• _Written instruction_:
Copy all the entries below exactly, but not the pictures.

Pointing records:
■ ■ ■ ■
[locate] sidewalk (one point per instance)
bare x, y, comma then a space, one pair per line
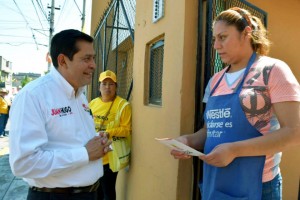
11, 187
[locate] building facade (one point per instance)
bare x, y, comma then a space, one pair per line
176, 38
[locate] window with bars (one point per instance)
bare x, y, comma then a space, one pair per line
155, 73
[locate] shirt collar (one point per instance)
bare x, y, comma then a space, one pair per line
65, 85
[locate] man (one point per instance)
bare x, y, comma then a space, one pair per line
4, 107
53, 143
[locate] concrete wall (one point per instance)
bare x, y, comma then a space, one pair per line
153, 173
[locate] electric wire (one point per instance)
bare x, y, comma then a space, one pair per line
33, 36
38, 16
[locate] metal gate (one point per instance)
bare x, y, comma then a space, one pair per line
114, 40
209, 62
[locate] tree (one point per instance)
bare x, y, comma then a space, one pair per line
25, 80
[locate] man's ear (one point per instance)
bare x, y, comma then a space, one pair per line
248, 30
61, 60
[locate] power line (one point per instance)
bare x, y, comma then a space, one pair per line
33, 36
41, 8
37, 14
77, 7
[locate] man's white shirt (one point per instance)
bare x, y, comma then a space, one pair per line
49, 129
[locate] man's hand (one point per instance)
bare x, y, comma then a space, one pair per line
180, 154
97, 147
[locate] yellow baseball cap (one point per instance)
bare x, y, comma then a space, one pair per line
107, 74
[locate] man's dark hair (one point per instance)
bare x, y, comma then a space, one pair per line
65, 42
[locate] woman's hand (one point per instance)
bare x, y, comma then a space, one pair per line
221, 156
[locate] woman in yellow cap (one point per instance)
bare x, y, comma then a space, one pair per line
112, 115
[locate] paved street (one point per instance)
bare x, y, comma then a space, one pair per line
11, 187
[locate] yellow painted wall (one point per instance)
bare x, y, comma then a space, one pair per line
■ ■ ■ ■
• _Result for this exercise_:
[locate] sidewalk (one point per instance)
bare x, y, comma then a space, one pair per line
11, 187
[locate] building facade (one point per instance)
bare x, y, comma then a space, one pair per line
176, 38
[locate] window with bars (one point per instance)
bare x, y, comma then a space, one pair per line
155, 73
[locate] shirt collar (one point per instance)
bare x, y, comma then a space, one pair per line
65, 85
[locate] man (one point per instance)
bare x, y, comma then a space, one pair per line
4, 107
53, 143
[locate] concrete wall (one point per instance)
bare x, y, comma then a space, one pair per line
153, 173
[locate] electric wire (one point per instance)
bare x, y, comma then a space, one pair per line
33, 36
38, 16
[locate] metal gate (one point per instance)
bare x, y, comma then a space, one pair per line
114, 40
209, 62
[locate] tree (one point per instance)
bare x, y, comma then a space, one pair per line
25, 80
[locate] man's ear (one point per instance)
bare x, y, comma then a space, one pair per line
248, 30
61, 60
[locate] power line (one point per instance)
bare x, y, comma then a space, one pair per line
33, 36
41, 8
37, 14
77, 7
[locate] man's white shirt (one point per instance)
bare x, y, comma then a space, one pair per line
49, 129
[locate] man's hand (one point per instance)
bare x, y, comma then a space, one pair per line
180, 154
97, 147
[locate] yellow baseball cap (one point per instance)
bare x, y, comma then a space, one pair per line
107, 74
[locate] man's dark hair (one point per instance)
bare x, y, comma then a space, one pair per line
65, 42
[locate] woman's hand (one point per instance)
bare x, y, comma then a space, one pair per line
221, 156
[locate] woman in yellow cap (one point per instance)
bare x, y, comma then a space, one pair per line
112, 115
[locate] paved street (one point per instance)
bare x, y, comma then a space, one pair per line
11, 187
[locate] yellow painted wall (one point per instance)
bare x, y, comma then a space, one pair per line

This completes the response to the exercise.